◆ What is asked
Please count the lines in the records below that contain the string "turquoise", with case counting, and give only that number.

◆ Data entries
=====

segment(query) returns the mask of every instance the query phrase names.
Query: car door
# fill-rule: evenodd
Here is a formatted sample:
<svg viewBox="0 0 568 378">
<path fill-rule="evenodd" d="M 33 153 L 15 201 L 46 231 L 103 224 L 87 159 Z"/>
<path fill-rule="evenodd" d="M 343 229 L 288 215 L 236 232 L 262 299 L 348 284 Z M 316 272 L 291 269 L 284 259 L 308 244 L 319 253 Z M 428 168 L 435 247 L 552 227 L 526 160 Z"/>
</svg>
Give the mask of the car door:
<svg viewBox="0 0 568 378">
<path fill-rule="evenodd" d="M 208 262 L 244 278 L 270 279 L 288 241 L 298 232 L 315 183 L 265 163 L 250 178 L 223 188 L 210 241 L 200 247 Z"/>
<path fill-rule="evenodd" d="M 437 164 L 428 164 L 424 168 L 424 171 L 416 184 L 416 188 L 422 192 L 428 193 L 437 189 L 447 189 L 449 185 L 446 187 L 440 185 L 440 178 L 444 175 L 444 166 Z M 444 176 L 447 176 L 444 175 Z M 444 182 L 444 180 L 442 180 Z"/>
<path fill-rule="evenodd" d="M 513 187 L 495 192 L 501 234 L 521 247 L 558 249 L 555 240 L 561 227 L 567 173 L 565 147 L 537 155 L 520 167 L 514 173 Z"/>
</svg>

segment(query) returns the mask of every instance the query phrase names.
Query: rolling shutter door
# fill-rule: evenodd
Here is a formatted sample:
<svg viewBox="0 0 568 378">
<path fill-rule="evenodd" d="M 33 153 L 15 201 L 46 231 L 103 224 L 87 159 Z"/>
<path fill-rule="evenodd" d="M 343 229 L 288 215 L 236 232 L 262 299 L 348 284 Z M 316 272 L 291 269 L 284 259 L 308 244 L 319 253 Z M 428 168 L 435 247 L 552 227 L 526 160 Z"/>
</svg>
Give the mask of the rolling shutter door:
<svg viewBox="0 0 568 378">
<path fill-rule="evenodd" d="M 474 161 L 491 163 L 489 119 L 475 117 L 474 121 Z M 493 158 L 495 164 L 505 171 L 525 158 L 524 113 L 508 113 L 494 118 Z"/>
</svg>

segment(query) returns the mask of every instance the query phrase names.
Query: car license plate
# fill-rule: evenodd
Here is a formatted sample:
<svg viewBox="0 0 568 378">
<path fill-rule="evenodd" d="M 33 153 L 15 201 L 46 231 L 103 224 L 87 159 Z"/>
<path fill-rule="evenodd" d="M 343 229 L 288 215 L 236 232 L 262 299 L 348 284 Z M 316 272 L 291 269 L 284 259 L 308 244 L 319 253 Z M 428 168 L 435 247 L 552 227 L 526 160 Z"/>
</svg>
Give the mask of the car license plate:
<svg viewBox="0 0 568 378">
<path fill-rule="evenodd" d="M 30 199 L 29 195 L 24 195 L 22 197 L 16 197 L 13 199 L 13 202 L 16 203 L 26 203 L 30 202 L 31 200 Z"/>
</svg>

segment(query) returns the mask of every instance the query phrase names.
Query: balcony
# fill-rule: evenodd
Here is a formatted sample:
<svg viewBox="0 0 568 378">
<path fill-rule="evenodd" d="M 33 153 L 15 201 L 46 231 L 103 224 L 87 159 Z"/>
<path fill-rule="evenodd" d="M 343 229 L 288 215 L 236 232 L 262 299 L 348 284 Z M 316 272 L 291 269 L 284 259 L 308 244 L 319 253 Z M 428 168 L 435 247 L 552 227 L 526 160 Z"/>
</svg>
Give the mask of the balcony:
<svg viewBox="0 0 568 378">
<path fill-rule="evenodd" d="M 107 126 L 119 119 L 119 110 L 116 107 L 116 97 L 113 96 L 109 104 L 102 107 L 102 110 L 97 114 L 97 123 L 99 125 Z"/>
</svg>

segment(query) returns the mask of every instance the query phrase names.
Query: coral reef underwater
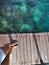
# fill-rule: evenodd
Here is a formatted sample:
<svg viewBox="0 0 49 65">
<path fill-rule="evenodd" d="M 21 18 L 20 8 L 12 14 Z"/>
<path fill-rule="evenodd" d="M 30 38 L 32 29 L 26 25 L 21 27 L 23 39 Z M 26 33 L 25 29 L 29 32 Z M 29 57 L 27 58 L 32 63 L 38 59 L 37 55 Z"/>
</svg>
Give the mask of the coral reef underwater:
<svg viewBox="0 0 49 65">
<path fill-rule="evenodd" d="M 49 0 L 0 0 L 0 33 L 49 32 Z"/>
</svg>

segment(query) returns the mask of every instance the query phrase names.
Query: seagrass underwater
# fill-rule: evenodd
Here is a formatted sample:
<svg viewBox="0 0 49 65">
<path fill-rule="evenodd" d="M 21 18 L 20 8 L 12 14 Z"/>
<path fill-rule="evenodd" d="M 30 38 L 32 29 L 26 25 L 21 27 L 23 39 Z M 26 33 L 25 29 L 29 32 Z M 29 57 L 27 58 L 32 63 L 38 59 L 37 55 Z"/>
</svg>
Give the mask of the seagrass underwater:
<svg viewBox="0 0 49 65">
<path fill-rule="evenodd" d="M 0 33 L 49 32 L 49 0 L 0 0 Z"/>
</svg>

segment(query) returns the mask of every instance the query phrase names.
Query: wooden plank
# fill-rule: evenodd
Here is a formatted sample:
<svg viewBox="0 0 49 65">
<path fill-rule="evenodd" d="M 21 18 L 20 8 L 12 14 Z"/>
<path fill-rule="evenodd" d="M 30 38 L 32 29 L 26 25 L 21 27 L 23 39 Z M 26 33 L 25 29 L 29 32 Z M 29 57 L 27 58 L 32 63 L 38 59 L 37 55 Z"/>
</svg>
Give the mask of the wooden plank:
<svg viewBox="0 0 49 65">
<path fill-rule="evenodd" d="M 35 33 L 42 60 L 49 62 L 49 33 Z M 10 65 L 33 65 L 40 63 L 35 41 L 32 33 L 12 34 L 12 38 L 18 40 L 18 46 L 13 48 L 10 55 Z M 0 35 L 0 46 L 9 43 L 6 34 Z"/>
</svg>

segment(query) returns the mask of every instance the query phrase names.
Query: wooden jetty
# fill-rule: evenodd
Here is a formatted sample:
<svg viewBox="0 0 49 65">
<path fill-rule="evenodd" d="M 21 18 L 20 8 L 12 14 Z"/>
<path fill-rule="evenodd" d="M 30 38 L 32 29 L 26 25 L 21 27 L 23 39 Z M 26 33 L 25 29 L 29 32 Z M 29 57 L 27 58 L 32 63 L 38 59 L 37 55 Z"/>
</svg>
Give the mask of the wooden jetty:
<svg viewBox="0 0 49 65">
<path fill-rule="evenodd" d="M 40 54 L 44 63 L 49 62 L 49 33 L 35 33 Z M 12 49 L 9 57 L 9 65 L 34 65 L 39 64 L 33 33 L 12 34 L 12 38 L 18 40 L 18 46 Z M 8 34 L 0 34 L 0 47 L 10 43 Z"/>
</svg>

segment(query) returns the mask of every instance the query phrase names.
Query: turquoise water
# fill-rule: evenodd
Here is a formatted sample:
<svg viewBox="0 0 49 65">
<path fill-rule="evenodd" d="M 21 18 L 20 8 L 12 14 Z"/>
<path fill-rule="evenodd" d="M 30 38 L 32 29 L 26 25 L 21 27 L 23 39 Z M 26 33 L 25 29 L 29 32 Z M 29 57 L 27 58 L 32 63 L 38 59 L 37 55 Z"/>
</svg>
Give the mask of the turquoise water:
<svg viewBox="0 0 49 65">
<path fill-rule="evenodd" d="M 40 65 L 40 64 L 36 64 L 36 65 Z M 49 65 L 49 63 L 45 63 L 45 65 Z"/>
<path fill-rule="evenodd" d="M 0 0 L 0 33 L 49 32 L 49 0 Z"/>
</svg>

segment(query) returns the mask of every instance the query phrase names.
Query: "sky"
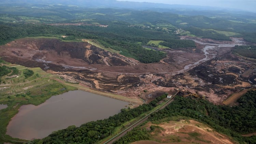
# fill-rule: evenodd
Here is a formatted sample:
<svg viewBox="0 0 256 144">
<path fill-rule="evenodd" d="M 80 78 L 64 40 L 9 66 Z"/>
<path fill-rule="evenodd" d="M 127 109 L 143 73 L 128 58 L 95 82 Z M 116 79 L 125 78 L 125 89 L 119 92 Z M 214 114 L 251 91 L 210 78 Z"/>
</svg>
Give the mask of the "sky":
<svg viewBox="0 0 256 144">
<path fill-rule="evenodd" d="M 216 6 L 256 12 L 256 0 L 117 0 L 168 4 Z"/>
</svg>

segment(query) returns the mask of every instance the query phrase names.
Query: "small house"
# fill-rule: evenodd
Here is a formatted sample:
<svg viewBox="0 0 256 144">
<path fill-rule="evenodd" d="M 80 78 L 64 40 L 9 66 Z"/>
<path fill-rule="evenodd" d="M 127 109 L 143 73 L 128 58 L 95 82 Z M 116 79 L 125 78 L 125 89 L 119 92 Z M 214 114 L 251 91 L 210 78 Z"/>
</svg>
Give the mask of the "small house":
<svg viewBox="0 0 256 144">
<path fill-rule="evenodd" d="M 167 96 L 167 99 L 170 99 L 172 97 L 171 95 L 168 95 Z"/>
</svg>

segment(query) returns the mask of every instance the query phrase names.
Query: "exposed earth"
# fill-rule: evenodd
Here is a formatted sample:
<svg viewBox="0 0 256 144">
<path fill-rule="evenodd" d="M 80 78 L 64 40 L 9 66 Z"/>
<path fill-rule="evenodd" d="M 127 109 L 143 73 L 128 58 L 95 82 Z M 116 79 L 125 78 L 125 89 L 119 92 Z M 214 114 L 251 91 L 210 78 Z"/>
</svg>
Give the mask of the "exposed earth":
<svg viewBox="0 0 256 144">
<path fill-rule="evenodd" d="M 141 141 L 132 144 L 236 143 L 226 135 L 194 120 L 169 121 L 159 125 L 149 122 L 142 127 L 150 131 L 151 126 L 160 127 L 150 133 L 151 138 L 156 141 Z"/>
<path fill-rule="evenodd" d="M 246 44 L 242 39 L 182 39 L 194 41 L 196 49 L 158 48 L 167 57 L 152 64 L 86 42 L 50 39 L 17 40 L 0 46 L 0 56 L 13 63 L 40 67 L 70 82 L 138 99 L 140 96 L 147 102 L 178 88 L 181 95 L 196 93 L 219 104 L 231 94 L 255 87 L 256 61 L 231 52 L 235 45 Z"/>
</svg>

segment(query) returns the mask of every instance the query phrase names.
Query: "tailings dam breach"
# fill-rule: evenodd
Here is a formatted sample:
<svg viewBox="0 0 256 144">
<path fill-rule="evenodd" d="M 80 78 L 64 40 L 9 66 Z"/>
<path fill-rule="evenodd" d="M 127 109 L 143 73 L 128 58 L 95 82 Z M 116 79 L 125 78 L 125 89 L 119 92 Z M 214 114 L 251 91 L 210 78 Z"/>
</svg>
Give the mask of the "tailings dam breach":
<svg viewBox="0 0 256 144">
<path fill-rule="evenodd" d="M 77 127 L 117 114 L 128 103 L 81 90 L 52 97 L 38 106 L 22 106 L 9 123 L 6 134 L 30 140 L 54 131 Z"/>
</svg>

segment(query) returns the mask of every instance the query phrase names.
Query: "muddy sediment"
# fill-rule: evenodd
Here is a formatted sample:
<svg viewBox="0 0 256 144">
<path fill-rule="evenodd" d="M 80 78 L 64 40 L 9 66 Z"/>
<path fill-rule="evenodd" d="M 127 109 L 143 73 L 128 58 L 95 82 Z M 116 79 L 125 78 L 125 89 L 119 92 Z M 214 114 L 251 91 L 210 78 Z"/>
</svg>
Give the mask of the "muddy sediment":
<svg viewBox="0 0 256 144">
<path fill-rule="evenodd" d="M 40 67 L 66 81 L 101 91 L 138 98 L 147 89 L 155 93 L 143 96 L 150 99 L 160 95 L 155 92 L 168 92 L 177 88 L 206 95 L 210 101 L 219 104 L 238 89 L 256 84 L 254 62 L 231 52 L 233 46 L 244 44 L 236 39 L 219 42 L 193 38 L 195 49 L 159 48 L 167 57 L 151 64 L 141 63 L 86 42 L 49 39 L 12 42 L 0 46 L 0 56 L 12 63 Z"/>
</svg>

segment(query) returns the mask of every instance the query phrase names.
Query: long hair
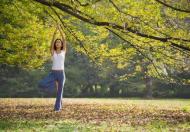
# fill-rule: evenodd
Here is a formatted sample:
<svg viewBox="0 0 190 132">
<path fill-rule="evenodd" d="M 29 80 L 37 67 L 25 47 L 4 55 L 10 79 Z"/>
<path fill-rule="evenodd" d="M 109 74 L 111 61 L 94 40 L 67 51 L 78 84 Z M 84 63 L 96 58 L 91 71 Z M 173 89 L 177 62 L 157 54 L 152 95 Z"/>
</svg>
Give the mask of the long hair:
<svg viewBox="0 0 190 132">
<path fill-rule="evenodd" d="M 54 41 L 53 49 L 56 50 L 56 45 L 55 45 L 55 44 L 56 44 L 57 40 L 60 40 L 60 41 L 61 41 L 61 50 L 63 50 L 64 43 L 63 43 L 63 41 L 62 41 L 61 39 L 59 39 L 59 38 L 57 38 L 57 39 Z"/>
</svg>

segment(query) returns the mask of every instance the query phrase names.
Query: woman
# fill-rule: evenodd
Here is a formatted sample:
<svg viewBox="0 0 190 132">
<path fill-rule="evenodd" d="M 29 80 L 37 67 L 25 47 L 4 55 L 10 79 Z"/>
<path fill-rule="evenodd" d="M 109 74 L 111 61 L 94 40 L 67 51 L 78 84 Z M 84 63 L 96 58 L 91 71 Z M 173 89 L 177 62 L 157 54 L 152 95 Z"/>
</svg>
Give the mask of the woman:
<svg viewBox="0 0 190 132">
<path fill-rule="evenodd" d="M 62 40 L 57 38 L 55 40 L 55 35 L 59 29 Z M 56 101 L 54 105 L 54 111 L 60 111 L 62 108 L 62 96 L 63 96 L 63 88 L 65 84 L 65 71 L 64 71 L 64 62 L 65 62 L 65 54 L 66 54 L 66 41 L 63 36 L 63 33 L 60 27 L 56 27 L 56 30 L 53 34 L 53 38 L 51 41 L 51 59 L 53 61 L 53 65 L 51 68 L 51 72 L 42 79 L 38 86 L 39 88 L 45 91 L 53 91 L 56 87 Z"/>
</svg>

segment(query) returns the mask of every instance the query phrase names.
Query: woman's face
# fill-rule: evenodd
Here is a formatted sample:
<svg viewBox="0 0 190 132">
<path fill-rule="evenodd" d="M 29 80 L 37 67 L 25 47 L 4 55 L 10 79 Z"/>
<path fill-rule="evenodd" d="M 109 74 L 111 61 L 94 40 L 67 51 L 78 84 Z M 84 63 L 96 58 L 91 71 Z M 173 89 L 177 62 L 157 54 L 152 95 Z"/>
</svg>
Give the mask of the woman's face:
<svg viewBox="0 0 190 132">
<path fill-rule="evenodd" d="M 62 44 L 61 44 L 61 40 L 57 40 L 55 43 L 56 48 L 61 48 Z"/>
</svg>

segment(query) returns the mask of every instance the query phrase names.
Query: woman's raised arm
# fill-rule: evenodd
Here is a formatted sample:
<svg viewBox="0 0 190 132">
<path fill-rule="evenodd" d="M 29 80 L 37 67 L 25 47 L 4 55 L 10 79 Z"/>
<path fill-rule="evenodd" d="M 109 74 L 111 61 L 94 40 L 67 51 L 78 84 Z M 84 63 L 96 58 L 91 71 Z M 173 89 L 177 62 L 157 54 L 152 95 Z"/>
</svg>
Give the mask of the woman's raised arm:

=====

◆ Result for this task
2